PAGE:
The wastewater treatment requirements in the Canadian city of Hamilton are extensive to say the least, as the city must support not only its own needs, but also those of many surrounding districts and towns. The city’s wastewater treatment facilities are under considerable pressure to handle large volumes of combined wastewater and sanitary sewage—a situation that is illustrated perfectly at the city’s Woodward Avenue Wastewater Treatment Plant.
Built in 1964, the Woodward Avenue facility currently processes around 108 million gallons (409 million liters) of sewage each day, and when demand rises, this figure can hit a peak of over 158 million gallons (600 million liters) per day. Given the abrasive nature of the sludge and wastewater involved, this demanding challenge has traditionally taken its toll on the plant in the shape of high levels of damage to its progressing cavity pumps, and specifically to the nitrile elastomer stators inside the pumps.
Progressing-cavity pumps are perfectly suited to this type of sewage handling duty, as they provide a smooth and continuous delivery of the pumped media. However, the stator elements can be subject to attack from the abrasive and corrosive sludge, and in the case of the Hamilton plant this was reducing their working life quite considerably. With the need to maintain and replace these stators creating significant time and cost penalties, the plant authorities were prompted to look for a more appropriate elastomer solution.

DATA EXTRACT:
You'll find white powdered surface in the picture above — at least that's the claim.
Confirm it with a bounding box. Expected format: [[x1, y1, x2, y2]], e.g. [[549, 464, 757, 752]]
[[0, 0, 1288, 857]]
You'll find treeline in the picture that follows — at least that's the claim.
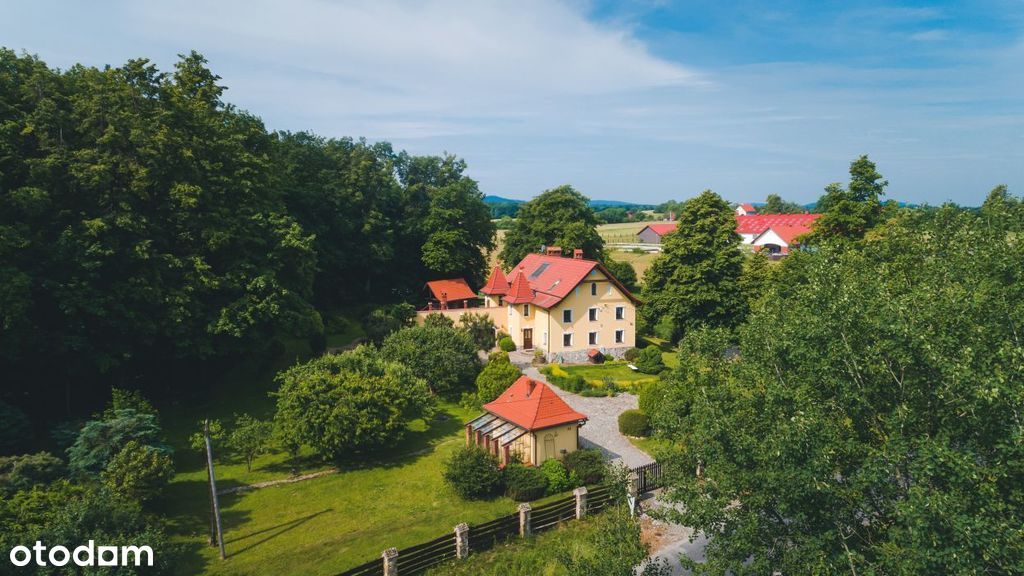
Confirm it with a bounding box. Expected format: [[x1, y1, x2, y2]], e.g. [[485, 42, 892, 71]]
[[0, 49, 495, 405]]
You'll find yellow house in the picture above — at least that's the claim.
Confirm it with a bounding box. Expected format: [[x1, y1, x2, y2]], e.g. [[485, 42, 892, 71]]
[[466, 376, 587, 465], [480, 248, 638, 363]]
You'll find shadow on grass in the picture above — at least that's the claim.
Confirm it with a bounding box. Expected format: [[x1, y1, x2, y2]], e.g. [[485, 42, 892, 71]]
[[224, 508, 334, 557]]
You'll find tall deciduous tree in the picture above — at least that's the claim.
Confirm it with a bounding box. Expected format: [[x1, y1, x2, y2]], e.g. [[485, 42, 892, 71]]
[[499, 186, 604, 269], [640, 191, 746, 340], [646, 203, 1024, 574]]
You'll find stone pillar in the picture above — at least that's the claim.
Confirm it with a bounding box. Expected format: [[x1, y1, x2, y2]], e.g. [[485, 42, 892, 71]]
[[519, 502, 534, 538], [381, 548, 398, 576], [572, 486, 587, 520], [455, 522, 469, 560]]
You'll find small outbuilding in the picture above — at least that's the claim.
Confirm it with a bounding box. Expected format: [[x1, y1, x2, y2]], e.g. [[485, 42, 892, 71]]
[[466, 375, 587, 466]]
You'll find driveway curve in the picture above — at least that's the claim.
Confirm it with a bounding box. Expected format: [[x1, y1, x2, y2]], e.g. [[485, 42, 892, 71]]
[[520, 365, 654, 468]]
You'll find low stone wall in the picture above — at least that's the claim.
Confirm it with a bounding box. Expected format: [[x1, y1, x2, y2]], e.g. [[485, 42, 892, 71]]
[[547, 346, 630, 364]]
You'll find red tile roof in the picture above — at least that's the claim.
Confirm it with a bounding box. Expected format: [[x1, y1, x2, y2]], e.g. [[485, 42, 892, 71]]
[[427, 278, 476, 302], [505, 264, 534, 304], [480, 266, 509, 296], [483, 376, 587, 430], [736, 214, 821, 234]]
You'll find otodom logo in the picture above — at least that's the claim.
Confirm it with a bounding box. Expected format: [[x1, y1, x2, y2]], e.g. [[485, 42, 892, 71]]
[[10, 540, 153, 567]]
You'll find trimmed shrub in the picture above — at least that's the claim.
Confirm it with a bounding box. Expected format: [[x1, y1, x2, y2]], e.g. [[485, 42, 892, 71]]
[[0, 452, 65, 493], [541, 458, 580, 494], [564, 449, 604, 485], [618, 410, 650, 438], [634, 344, 665, 374], [498, 336, 515, 352], [442, 446, 502, 499], [505, 462, 548, 502]]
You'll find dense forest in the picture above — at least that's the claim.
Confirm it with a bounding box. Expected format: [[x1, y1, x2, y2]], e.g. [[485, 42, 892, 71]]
[[0, 50, 495, 412]]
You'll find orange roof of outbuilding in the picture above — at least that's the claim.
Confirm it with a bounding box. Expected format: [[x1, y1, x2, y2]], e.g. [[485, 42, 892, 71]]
[[427, 278, 476, 302], [483, 375, 587, 430], [480, 266, 509, 296]]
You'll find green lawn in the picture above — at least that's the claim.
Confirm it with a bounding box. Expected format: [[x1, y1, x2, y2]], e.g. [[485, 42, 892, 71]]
[[172, 405, 552, 575], [552, 361, 657, 388]]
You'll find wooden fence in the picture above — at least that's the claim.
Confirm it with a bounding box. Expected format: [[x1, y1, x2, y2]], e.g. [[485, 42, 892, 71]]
[[338, 462, 662, 576]]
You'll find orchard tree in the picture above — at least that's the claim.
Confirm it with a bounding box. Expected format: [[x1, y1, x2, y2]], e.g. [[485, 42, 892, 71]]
[[273, 346, 435, 458], [642, 203, 1024, 574], [499, 186, 604, 269], [640, 190, 746, 341], [381, 324, 480, 398]]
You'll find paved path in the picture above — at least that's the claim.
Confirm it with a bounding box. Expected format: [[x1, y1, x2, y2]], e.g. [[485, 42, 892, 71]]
[[520, 365, 654, 468]]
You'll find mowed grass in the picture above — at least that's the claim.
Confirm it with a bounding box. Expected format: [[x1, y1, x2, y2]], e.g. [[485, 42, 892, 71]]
[[169, 405, 536, 575], [552, 362, 657, 389]]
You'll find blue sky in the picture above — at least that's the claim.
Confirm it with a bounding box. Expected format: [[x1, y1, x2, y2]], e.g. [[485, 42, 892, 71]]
[[0, 0, 1024, 205]]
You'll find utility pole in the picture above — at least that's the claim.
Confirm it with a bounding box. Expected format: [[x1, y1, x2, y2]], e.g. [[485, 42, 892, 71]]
[[203, 419, 227, 560]]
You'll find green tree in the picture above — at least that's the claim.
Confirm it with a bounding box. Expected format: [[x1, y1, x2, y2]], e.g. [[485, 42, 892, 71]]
[[499, 186, 604, 269], [808, 156, 889, 243], [476, 352, 522, 404], [381, 325, 480, 398], [654, 208, 1024, 574], [639, 191, 746, 341], [273, 346, 434, 458], [227, 414, 273, 471], [459, 313, 498, 351], [68, 408, 171, 475], [99, 440, 174, 501]]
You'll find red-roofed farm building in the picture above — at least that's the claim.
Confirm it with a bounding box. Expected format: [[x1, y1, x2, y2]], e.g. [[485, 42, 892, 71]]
[[466, 376, 587, 465]]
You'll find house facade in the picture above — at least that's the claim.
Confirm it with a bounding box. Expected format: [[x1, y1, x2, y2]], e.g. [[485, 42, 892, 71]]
[[465, 376, 587, 466], [480, 250, 638, 363]]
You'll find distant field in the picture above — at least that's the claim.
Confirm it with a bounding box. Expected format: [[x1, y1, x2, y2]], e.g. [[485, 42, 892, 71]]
[[597, 222, 651, 243]]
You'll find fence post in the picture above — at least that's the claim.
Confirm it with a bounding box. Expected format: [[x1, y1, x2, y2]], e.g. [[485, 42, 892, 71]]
[[455, 522, 469, 560], [519, 502, 534, 538], [572, 486, 587, 520], [381, 548, 398, 576]]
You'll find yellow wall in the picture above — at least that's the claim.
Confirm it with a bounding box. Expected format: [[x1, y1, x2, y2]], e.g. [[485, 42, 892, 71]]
[[527, 424, 579, 464]]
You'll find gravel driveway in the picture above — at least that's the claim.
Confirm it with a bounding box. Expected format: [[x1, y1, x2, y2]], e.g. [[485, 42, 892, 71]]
[[520, 365, 654, 468]]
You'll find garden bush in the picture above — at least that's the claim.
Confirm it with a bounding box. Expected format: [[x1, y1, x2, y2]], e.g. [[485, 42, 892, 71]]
[[498, 336, 515, 352], [618, 410, 650, 438], [541, 458, 580, 494], [505, 462, 548, 502], [564, 448, 604, 485], [442, 446, 503, 499]]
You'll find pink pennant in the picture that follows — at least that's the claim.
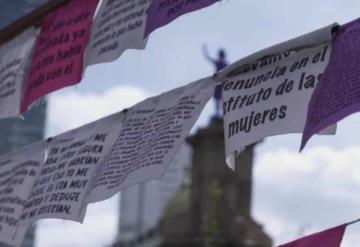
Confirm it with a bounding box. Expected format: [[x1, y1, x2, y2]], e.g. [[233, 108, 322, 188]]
[[21, 0, 98, 112], [279, 224, 346, 247], [300, 19, 360, 150]]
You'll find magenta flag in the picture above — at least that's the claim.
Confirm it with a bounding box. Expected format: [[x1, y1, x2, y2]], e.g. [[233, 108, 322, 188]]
[[300, 19, 360, 150], [279, 224, 346, 247], [145, 0, 220, 37], [21, 0, 98, 112]]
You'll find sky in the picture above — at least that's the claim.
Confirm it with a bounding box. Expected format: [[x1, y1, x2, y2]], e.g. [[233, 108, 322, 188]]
[[31, 0, 360, 247]]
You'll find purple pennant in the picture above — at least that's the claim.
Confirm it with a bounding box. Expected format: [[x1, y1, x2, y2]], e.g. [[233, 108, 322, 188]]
[[145, 0, 220, 38], [300, 19, 360, 150], [279, 224, 346, 247]]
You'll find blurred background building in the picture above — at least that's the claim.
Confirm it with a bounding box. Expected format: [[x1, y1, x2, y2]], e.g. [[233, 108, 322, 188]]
[[0, 0, 46, 247], [114, 118, 272, 247]]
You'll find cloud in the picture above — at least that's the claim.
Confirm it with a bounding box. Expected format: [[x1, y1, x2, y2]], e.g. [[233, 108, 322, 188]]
[[253, 146, 360, 247], [47, 85, 148, 135]]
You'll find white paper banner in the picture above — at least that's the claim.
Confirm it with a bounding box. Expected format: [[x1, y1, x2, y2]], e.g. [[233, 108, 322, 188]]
[[22, 113, 122, 224], [223, 43, 335, 170], [88, 77, 215, 202], [0, 28, 37, 118], [0, 142, 45, 245], [85, 0, 150, 66]]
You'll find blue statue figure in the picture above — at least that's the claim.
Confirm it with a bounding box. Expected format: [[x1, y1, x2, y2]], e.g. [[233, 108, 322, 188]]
[[203, 45, 228, 118]]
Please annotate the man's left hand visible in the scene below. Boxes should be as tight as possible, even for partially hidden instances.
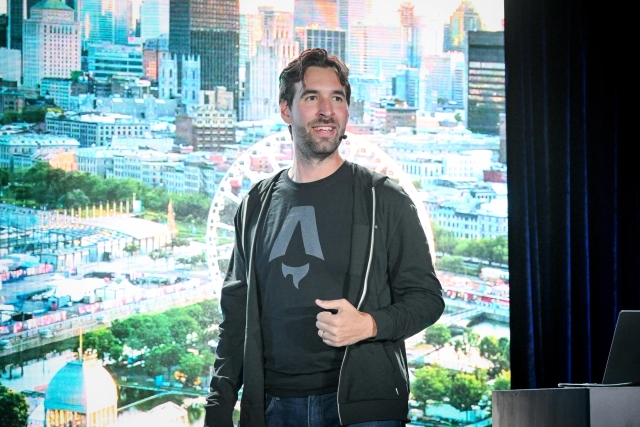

TASK DETAILS: Retype the full text about the Woodward Avenue Wastewater Treatment Plant in Hamilton word for word, with nothing left out or altered.

ANSWER FOR THE TASK:
The wastewater treatment requirements in the Canadian city of Hamilton are extensive to say the least, as the city must support not only its own needs, but also those of many surrounding districts and towns. The city’s wastewater treatment facilities are under considerable pressure to handle large volumes of combined wastewater and sanitary sewage—a situation that is illustrated perfectly at the city’s Woodward Avenue Wastewater Treatment Plant.
Built in 1964, the Woodward Avenue facility currently processes around 108 million gallons (409 million liters) of sewage each day, and when demand rises, this figure can hit a peak of over 158 million gallons (600 million liters) per day. Given the abrasive nature of the sludge and wastewater involved, this demanding challenge has traditionally taken its toll on the plant in the shape of high levels of damage to its progressing cavity pumps, and specifically to the nitrile elastomer stators inside the pumps.
Progressing-cavity pumps are perfectly suited to this type of sewage handling duty, as they provide a smooth and continuous delivery of the pumped media. However, the stator elements can be subject to attack from the abrasive and corrosive sludge, and in the case of the Hamilton plant this was reducing their working life quite considerably. With the need to maintain and replace these stators creating significant time and cost penalties, the plant authorities were prompted to look for a more appropriate elastomer solution.